Source
※

Few Christians today know that Mardi Gras began as a religious holiday, when Pope Gregory XIII added it to his reformed calendar in 1582 as the day before Ash Wednesday. The observance originally was known as “carnevale,” loosely translated from medieval Latin “carnem levare” or “carnelevarium,” meaning “to remove meat.” The idea was to use up all the rich foods such as meat, butter, eggs and other savories before the fasting season leading up to Easter. Alternatively, some historians say that “carnival” was adapted from pagan hedonistic rites such as bacchanals and the Roman fest of Saturnalia, just to give Christians a big “whoop-de-doo” before the ash-gray penitence of Lent.
Traditionally, Mardi Gras (French for “Fat Tuesday”) was observed on the Sunday, Monday and Tuesday before Lent started on Ash Wednesday. According to one medieval English source, people were to eat, drink and make merry, then go to their confessors and be absolved, or “shriven,” for their sins (“shrove” being an old English term for “repent”). Hence the additional seasonal name “Shrovetide,” popular in Anglican circles.

※

Provided material
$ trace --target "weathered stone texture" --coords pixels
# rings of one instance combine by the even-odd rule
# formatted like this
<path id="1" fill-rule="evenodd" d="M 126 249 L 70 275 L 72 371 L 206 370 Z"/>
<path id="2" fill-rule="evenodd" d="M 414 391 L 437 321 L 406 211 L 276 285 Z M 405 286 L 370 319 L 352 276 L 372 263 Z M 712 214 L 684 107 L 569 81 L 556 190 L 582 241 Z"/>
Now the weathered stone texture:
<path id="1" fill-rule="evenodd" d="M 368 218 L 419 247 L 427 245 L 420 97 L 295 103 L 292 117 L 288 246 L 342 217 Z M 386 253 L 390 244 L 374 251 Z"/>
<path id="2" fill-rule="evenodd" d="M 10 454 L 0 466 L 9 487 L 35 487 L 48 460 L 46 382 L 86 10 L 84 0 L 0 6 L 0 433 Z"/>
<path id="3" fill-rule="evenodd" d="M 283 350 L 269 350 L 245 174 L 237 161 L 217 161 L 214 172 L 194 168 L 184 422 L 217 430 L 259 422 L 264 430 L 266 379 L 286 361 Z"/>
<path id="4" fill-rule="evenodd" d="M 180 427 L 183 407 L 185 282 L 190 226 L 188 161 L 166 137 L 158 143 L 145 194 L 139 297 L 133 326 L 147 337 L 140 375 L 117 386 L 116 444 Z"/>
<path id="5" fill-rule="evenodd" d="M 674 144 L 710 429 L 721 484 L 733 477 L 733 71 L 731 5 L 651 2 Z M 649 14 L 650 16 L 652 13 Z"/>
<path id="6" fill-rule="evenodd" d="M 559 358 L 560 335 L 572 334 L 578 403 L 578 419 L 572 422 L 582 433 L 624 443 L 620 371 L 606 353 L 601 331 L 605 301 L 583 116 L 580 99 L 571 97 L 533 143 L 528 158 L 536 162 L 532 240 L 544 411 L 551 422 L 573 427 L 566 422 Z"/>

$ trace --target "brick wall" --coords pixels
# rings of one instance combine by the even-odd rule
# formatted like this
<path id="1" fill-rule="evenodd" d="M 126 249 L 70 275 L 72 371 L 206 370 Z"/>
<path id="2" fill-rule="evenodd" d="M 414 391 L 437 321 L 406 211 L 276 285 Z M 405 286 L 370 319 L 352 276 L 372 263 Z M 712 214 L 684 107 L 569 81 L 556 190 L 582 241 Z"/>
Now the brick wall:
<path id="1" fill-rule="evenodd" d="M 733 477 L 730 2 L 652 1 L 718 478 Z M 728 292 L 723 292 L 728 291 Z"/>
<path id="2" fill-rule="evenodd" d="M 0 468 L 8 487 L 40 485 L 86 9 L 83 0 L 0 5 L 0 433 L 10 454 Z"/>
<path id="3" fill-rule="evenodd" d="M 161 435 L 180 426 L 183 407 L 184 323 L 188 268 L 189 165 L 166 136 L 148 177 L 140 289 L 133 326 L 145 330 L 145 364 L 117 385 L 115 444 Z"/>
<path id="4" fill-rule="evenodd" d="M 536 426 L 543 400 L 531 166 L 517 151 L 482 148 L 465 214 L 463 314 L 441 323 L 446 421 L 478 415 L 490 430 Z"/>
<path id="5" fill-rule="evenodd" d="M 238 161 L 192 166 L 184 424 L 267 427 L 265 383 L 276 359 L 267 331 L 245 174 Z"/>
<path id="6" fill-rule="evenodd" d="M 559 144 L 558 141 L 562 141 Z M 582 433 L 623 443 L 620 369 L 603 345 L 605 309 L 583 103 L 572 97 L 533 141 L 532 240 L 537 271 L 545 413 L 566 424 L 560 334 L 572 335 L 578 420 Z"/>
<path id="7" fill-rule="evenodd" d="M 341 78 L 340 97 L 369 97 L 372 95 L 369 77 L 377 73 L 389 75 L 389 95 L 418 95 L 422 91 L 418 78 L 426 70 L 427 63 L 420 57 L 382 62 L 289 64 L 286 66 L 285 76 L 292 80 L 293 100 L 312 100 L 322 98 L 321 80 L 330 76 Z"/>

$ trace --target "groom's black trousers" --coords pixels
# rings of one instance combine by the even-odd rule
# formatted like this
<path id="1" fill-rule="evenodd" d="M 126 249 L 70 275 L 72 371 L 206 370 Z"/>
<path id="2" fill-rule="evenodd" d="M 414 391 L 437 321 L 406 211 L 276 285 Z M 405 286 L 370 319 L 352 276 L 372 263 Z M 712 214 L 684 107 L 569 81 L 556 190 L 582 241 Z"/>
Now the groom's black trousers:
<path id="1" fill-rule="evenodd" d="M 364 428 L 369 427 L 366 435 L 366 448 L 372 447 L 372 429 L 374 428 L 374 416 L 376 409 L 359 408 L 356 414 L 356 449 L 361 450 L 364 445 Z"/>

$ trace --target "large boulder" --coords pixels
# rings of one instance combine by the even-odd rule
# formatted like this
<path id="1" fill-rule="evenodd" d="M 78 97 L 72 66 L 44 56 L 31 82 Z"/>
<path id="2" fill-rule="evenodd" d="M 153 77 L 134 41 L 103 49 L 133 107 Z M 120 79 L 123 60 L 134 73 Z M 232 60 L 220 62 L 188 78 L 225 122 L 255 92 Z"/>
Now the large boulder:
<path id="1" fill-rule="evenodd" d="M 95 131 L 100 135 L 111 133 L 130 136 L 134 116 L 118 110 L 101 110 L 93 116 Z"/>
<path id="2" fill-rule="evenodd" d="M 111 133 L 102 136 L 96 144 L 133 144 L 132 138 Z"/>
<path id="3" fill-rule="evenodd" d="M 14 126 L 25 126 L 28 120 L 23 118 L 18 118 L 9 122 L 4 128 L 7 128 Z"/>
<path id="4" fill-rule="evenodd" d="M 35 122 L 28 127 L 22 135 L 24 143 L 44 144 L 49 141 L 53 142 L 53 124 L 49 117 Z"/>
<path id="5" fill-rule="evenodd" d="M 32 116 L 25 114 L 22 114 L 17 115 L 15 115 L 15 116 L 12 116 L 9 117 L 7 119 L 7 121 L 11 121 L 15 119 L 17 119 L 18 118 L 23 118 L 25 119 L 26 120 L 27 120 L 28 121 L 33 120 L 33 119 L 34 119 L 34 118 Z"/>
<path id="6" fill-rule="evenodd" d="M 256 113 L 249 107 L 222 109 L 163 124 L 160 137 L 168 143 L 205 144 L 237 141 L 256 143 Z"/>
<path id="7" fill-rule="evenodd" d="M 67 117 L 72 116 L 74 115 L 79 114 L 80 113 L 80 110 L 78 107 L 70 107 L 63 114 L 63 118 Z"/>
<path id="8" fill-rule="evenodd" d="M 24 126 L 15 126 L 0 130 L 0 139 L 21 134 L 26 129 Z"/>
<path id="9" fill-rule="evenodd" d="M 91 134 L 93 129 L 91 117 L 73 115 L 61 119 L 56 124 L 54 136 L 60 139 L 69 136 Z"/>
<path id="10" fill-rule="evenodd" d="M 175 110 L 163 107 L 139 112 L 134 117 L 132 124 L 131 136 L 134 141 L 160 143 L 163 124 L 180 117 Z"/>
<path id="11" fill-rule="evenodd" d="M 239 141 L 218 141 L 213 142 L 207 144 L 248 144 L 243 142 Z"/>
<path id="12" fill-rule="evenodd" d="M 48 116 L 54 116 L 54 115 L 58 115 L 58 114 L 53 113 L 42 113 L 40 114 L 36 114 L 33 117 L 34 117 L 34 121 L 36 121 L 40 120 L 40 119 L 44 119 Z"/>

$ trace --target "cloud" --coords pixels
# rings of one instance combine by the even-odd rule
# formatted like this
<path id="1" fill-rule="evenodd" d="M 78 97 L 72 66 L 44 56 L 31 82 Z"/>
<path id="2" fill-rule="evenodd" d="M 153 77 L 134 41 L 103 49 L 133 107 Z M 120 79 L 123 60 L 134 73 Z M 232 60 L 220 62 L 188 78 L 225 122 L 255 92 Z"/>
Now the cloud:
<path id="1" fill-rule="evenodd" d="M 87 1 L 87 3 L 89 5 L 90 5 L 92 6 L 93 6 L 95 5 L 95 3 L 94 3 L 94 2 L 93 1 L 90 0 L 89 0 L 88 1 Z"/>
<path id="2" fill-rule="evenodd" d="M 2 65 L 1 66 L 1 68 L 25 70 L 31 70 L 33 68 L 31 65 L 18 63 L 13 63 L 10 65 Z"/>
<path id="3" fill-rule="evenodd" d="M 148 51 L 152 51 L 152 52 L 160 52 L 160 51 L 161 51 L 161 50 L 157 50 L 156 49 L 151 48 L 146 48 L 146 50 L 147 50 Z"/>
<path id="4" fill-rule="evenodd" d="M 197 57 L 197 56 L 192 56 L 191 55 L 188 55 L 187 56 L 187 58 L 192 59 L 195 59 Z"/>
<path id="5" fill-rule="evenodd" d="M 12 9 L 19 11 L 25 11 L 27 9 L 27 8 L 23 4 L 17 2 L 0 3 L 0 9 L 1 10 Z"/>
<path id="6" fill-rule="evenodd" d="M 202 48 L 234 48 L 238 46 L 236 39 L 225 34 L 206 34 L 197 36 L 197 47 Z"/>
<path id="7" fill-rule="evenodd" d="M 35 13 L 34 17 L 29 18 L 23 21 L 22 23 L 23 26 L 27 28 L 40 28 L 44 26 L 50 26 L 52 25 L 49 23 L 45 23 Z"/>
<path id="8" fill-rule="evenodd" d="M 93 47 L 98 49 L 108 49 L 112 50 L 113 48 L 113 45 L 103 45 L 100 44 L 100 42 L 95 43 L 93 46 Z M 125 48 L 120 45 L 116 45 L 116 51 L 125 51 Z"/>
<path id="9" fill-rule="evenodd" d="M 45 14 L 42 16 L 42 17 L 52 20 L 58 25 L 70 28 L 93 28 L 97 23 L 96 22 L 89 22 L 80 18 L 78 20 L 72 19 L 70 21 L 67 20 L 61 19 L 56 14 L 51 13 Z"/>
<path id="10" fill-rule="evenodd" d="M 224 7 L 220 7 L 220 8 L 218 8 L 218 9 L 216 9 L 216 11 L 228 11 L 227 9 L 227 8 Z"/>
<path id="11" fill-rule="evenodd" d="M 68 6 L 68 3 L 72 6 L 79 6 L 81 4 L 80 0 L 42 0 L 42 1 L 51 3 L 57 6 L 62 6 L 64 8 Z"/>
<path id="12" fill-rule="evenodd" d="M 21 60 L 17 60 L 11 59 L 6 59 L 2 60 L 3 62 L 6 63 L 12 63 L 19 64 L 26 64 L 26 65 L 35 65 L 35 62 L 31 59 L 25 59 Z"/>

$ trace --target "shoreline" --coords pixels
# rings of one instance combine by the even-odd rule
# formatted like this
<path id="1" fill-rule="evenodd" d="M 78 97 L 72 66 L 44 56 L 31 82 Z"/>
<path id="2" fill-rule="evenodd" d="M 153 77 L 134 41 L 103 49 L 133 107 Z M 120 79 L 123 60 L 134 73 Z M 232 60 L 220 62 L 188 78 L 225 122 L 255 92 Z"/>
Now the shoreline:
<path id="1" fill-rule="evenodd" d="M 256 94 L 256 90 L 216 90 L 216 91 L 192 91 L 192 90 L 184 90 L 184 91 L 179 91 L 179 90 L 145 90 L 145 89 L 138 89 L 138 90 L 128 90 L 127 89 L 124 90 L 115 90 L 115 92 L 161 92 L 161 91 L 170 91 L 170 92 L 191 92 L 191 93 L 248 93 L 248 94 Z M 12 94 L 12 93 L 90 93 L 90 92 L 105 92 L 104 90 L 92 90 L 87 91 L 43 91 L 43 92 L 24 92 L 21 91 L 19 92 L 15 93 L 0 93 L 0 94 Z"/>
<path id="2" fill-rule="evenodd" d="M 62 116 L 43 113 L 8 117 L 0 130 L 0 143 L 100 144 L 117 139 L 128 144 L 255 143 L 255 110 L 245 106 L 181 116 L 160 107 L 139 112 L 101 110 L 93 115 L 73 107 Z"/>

※

Problems
A. In the passage on the origins of Mardi Gras, what does "shrove" mean as an old English term?
B. Carry on the passage about the origins of Mardi Gras from its last sentence.

Expected results
A. "Shrove" means "repent."

B.
These days, in some predominantly Catholic countries, the Carnival season begins on Epiphany Day, AKA Three Kings Day, and continues through Mardi Gras Day. Some of these celebrations, especially in Brazil and the Caribbean islands, have been notoriously bawdy and hedonistic. More recently, in response to the sensitivities of international tourists, the festivals have toned down sex-and-sin in favor of celebrating culture and heritage. Even Mardi Gras’ official colors have faith-based symbolism: purple for justice, green for faith, and gold for power.
For all of Carnival’s contemporary length and complexity, such as in Mardi Gras’ American capital of New Orleans, it’s not hard to perceive its original religious purpose. Mardi Gras encourages us to enjoy the richness of creation that God lavishes on us, to revel in our physicality. After all, as science fiction author Robert A. Heinlein wrote in his classic, “Stranger in a Strange Land,” if God didn’t like flesh, why did he make so much of it?
Perhaps this year, many spiritual descendants of stick-in-the-mud Wesley join me in yearning for a full-blown Mardi Gras. We want to bust loose and rejoice in eye-popping humanity because so many events over the past year have seemed dehumanizing, intent on shoving God’s glorious diversity into steel cages of rules and regulations. Even in a tame Methodist Mardi Gras, we could enjoy music and movement, food and friendship, simply for the pleasure of it. We could grasp Mardi Gras with a fierce revelry, an eternal shout to all who can hear: “God created the world and called it good!”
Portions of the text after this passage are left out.